__What is needed__: Rewrite the data starting with the line that contains "Reviewer note: make sure every instance of the tree" and going on through the end of the data, replacing "sidewalk" with "walkway" and leaving everything else unchanged.

__Labeled-object pointing entries__:
──────────────────────────────
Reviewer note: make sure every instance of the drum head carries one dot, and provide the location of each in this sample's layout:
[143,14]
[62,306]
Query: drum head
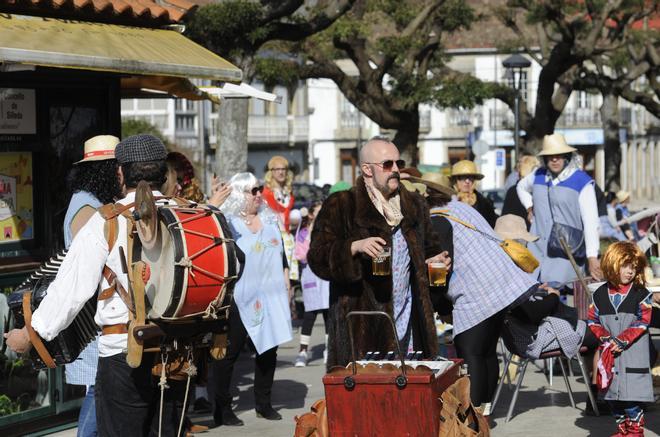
[160,258]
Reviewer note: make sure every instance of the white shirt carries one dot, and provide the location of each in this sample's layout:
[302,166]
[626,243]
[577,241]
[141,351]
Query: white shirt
[79,277]
[588,209]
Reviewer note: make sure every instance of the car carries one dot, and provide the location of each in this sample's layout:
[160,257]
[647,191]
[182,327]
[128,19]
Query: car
[495,195]
[306,194]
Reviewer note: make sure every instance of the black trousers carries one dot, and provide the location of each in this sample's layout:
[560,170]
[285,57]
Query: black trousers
[478,348]
[128,400]
[264,371]
[310,318]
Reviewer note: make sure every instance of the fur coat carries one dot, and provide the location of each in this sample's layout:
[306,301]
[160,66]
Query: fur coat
[348,216]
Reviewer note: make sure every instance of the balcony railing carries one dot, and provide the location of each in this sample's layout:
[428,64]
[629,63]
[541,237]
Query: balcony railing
[501,119]
[579,117]
[275,129]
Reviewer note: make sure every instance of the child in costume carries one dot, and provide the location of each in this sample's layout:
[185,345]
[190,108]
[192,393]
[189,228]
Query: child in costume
[619,317]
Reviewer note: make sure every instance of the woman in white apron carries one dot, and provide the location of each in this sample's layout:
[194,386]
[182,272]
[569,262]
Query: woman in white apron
[260,309]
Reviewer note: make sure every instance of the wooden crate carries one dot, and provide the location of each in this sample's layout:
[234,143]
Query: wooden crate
[375,406]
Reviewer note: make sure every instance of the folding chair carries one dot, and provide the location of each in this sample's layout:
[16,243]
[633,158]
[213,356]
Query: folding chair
[522,363]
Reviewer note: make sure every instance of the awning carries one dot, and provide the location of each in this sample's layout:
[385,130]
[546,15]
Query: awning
[107,47]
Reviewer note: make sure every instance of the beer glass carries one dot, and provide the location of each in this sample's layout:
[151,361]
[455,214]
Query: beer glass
[437,274]
[382,265]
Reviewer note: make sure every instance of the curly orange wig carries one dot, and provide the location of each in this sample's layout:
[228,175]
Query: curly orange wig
[620,254]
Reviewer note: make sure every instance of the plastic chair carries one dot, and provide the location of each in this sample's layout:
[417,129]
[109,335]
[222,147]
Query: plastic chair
[522,363]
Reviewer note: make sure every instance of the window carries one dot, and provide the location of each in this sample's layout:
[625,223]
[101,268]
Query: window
[583,100]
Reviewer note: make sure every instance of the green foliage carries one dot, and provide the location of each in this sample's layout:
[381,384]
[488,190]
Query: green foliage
[462,91]
[276,72]
[229,28]
[7,406]
[133,127]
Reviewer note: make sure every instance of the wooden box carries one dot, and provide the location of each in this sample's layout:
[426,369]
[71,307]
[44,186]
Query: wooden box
[376,406]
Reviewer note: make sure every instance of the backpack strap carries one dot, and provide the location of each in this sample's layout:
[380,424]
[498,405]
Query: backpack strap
[34,337]
[110,212]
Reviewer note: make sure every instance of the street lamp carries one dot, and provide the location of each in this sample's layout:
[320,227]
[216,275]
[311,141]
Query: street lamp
[515,64]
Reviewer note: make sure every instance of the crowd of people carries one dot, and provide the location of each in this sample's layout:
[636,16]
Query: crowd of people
[328,249]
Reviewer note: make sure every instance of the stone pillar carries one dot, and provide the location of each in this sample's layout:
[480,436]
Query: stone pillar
[623,177]
[600,166]
[231,152]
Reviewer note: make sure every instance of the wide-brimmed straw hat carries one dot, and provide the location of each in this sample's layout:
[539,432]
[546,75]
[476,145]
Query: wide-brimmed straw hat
[555,144]
[466,168]
[513,227]
[278,160]
[413,186]
[435,181]
[99,148]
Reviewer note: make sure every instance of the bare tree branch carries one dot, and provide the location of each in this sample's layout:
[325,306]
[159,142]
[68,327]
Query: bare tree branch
[287,31]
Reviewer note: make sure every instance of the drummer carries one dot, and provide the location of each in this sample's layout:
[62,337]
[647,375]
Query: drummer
[126,398]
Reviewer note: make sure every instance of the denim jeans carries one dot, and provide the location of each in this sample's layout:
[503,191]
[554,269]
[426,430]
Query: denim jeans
[87,417]
[128,400]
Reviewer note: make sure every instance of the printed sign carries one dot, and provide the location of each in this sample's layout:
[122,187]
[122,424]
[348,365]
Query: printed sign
[500,159]
[16,204]
[17,111]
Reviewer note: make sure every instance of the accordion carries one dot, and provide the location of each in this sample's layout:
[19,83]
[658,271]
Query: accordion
[68,344]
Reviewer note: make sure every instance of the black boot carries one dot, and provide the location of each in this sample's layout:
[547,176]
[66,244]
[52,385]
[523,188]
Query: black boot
[226,417]
[267,411]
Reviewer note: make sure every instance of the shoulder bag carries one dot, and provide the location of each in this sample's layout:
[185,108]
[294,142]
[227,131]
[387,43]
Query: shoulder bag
[520,255]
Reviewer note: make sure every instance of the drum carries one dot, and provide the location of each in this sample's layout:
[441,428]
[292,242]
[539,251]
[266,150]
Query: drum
[192,264]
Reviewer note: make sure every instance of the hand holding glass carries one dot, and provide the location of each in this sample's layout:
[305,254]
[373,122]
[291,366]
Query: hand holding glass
[382,264]
[437,274]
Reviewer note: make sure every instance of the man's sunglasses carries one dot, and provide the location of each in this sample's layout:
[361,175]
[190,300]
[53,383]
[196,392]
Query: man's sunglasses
[388,164]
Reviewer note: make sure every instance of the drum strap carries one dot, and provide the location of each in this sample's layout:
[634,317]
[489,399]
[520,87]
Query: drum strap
[115,285]
[34,337]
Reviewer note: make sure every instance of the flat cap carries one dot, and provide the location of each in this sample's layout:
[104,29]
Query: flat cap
[140,148]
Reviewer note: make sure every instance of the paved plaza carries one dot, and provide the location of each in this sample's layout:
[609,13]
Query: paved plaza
[542,410]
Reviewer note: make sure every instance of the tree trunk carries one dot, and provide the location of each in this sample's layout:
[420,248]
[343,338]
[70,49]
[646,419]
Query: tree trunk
[231,153]
[609,115]
[406,139]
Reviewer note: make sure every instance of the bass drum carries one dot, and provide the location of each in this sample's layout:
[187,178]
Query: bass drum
[192,264]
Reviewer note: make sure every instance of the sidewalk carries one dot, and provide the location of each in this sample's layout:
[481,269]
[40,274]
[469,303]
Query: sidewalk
[541,410]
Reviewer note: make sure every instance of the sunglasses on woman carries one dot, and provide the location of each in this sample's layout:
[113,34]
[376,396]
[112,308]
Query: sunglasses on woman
[388,164]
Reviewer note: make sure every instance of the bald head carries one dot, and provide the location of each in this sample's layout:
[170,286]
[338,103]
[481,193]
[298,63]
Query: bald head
──────────────────────────────
__Task answer__:
Reviewer note: make sure every instance of the tree trunk carries one dot, and provide the location of each in this sample's layout:
[420,248]
[343,338]
[70,49]
[646,419]
Query: tree trunk
[231,153]
[609,115]
[406,139]
Reviewer note: make sure every instance of the bass drum carries one dot, and provide the location of each in this sample's layout:
[187,178]
Query: bass drum
[192,264]
Reviewer note: make sure every instance of the walkway carries one dot, and provide the location of each in this sample's layout:
[481,269]
[40,274]
[469,303]
Query: walkway
[541,410]
Reviewer note: make sure every instance of the sunglasses on woman carries one dot, and provide the location of each in this sample's layout:
[113,34]
[376,396]
[112,308]
Query: sunglasses on woman
[388,164]
Reviewer note: make sure every instance of the bald head carries one dot, and provide the location of each in this sample's layout:
[170,286]
[338,103]
[481,193]
[298,63]
Query: bald head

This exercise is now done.